++++ MATERIAL FOR THIS EXERCISE ++++

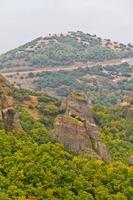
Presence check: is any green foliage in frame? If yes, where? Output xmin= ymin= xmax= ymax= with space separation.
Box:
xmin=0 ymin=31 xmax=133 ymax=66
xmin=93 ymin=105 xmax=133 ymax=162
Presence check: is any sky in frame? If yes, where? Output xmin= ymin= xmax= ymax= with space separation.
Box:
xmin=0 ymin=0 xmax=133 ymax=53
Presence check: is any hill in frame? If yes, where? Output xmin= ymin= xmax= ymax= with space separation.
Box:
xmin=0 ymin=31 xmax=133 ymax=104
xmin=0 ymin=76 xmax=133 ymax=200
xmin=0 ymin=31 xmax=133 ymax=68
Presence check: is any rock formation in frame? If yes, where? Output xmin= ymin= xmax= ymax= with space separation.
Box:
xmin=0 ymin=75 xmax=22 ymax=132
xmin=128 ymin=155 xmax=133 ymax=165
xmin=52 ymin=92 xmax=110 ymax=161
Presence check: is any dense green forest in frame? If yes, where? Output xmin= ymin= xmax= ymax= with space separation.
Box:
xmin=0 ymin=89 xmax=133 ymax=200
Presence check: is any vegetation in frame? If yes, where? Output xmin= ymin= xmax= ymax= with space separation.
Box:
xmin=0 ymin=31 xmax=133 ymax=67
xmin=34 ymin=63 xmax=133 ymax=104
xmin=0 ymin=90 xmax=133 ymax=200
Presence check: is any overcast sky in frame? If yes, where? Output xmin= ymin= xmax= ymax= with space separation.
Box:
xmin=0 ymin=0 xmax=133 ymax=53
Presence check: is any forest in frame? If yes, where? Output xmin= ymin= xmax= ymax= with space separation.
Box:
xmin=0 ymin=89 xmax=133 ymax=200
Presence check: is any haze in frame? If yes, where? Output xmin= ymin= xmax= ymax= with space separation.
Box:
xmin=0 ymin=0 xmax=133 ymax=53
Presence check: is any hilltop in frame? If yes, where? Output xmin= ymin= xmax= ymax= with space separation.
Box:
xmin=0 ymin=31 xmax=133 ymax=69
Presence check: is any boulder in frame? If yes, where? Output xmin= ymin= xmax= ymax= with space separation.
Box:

++++

§ YOUR INSTRUCTIONS
Lay out all the data above as a numbered list with one line per entry, skipping any blank lines and leaving out the pictures.

§ RESPONSE TO THE TASK
1. Presence check: is any green foliage in frame? If yes, where? Output xmin= ymin= xmax= ymax= with space separation.
2. Box:
3. xmin=0 ymin=31 xmax=133 ymax=66
4. xmin=93 ymin=105 xmax=133 ymax=162
5. Presence check: is any sky in frame? If yes, where? Output xmin= ymin= xmax= ymax= with space separation.
6. Box:
7. xmin=0 ymin=0 xmax=133 ymax=53
8. Presence check: is any hill in frame? If yes, where? Output xmin= ymin= xmax= ymax= with space separation.
9. Box:
10. xmin=0 ymin=31 xmax=133 ymax=104
11. xmin=0 ymin=76 xmax=133 ymax=200
12. xmin=0 ymin=31 xmax=133 ymax=68
13. Presence check: is any rock formation in frame? If yes, where? Output xmin= ymin= xmax= ymax= with space separation.
14. Box:
15. xmin=0 ymin=75 xmax=22 ymax=132
16. xmin=128 ymin=155 xmax=133 ymax=165
17. xmin=52 ymin=92 xmax=110 ymax=161
18. Presence check: is any dense green forest in frame? If yes, where? Output xmin= ymin= xmax= ymax= with space separation.
19. Box:
20. xmin=0 ymin=89 xmax=133 ymax=200
21. Presence check: is any vegetation in frame? If yes, where? Output xmin= ymin= xmax= ymax= with space separation.
22. Box:
23. xmin=0 ymin=31 xmax=133 ymax=67
24. xmin=34 ymin=63 xmax=133 ymax=104
25. xmin=0 ymin=90 xmax=133 ymax=200
26. Presence check: is any overcast sky in frame? If yes, where? Output xmin= ymin= xmax= ymax= with space separation.
27. Box:
28. xmin=0 ymin=0 xmax=133 ymax=53
29. Presence check: is any forest in frame? If yes, where? Output xmin= ymin= xmax= ymax= with space separation.
30. Box:
31. xmin=0 ymin=89 xmax=133 ymax=200
32. Presence check: is any haze in frame? If yes, where? Output xmin= ymin= xmax= ymax= with space separation.
33. Box:
34. xmin=0 ymin=0 xmax=133 ymax=53
35. Presence check: is any hilltop in frame? If yes, where? Output xmin= ymin= xmax= ymax= with space separation.
36. Box:
37. xmin=0 ymin=31 xmax=133 ymax=69
38. Presence check: is any boulder in frame? If yes, where? Output xmin= ymin= xmax= ymax= with space separation.
39. Box:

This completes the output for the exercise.